Extrait choisi:
Gershwin était malade longtemps avant de mourir. A 23 ans, il se plaignait d'une forte constipation et de maux d'estomac. Ses médecins pensaient que ses souffrances étaient de nature psychosomatique et n'ont jamais soigné que les symptômes sans en chercher la cause profonde. « Personne ne me croit quand je dis que suis malade », affirmait l'auteur de « I got rythm ». Mais aux yeux du Dr Sloop, les symptômes, qu'il a retrouvés non seulement dans des articles médicaux mais dans des commentaires de la presse de l'époque, correspondent bien aux symptômes que peut causer une tumeur bénigne du cerveau. « Tout le monde chuchotait qu'il avait un cancer. Mais en quelques mois, une tumeur maligne du cerveau fait des ravages, alors que les symptômes gastro-intestinaux de Gershwin ont duré des années. J'ajoute que le compositeur avait souvent une conduite névrotique, parfois même incohérente : une fois, il s'est couvert le corps de chocolat ; une autre, il a conduit sa voiture comme un fou ; et on l'a même vu tenter (mais en vain) de défenestrer son chauffeur d'une automobile en marche. Tous ces actes bizarres peuvent être attribués à une tumeur bénigne dans le lobe temporal droit.
Il voulait guérir
Par ailleurs, ses "folies" apparentes ne l'empêchaient pas de chercher à guérir avec ardeur. On le disait névrosé, ou même cinglé, mais il a essayé avec acharnement d'obtenir de ses médecins un diagnostic précis et sûr. Ce n'est pas la conduite d'un déséquilibré. »

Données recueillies
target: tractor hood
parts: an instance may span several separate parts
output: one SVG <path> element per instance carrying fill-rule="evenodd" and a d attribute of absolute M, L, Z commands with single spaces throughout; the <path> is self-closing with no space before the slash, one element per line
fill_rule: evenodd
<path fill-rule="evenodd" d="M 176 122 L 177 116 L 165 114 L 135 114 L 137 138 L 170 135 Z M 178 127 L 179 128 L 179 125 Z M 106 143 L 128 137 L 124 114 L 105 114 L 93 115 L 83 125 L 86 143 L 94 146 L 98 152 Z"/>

--

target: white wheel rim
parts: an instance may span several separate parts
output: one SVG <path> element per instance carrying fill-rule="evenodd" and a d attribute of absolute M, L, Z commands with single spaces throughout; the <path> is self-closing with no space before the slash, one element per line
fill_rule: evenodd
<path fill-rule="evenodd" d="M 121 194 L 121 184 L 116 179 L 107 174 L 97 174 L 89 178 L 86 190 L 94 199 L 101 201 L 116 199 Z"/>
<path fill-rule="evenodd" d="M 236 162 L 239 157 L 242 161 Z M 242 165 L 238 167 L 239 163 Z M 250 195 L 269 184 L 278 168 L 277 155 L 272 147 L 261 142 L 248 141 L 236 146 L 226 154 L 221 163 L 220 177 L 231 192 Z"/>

Énoncé:
Traduisez en anglais cette phrase de l'extrait sur la maladie de Gershwin : « A 23 ans, il se plaignait d'une forte constipation et de maux d'estomac. » Les items n'interviennent pas dans cet exercice.

Solution:
At 23, he complained of severe constipation and stomachaches.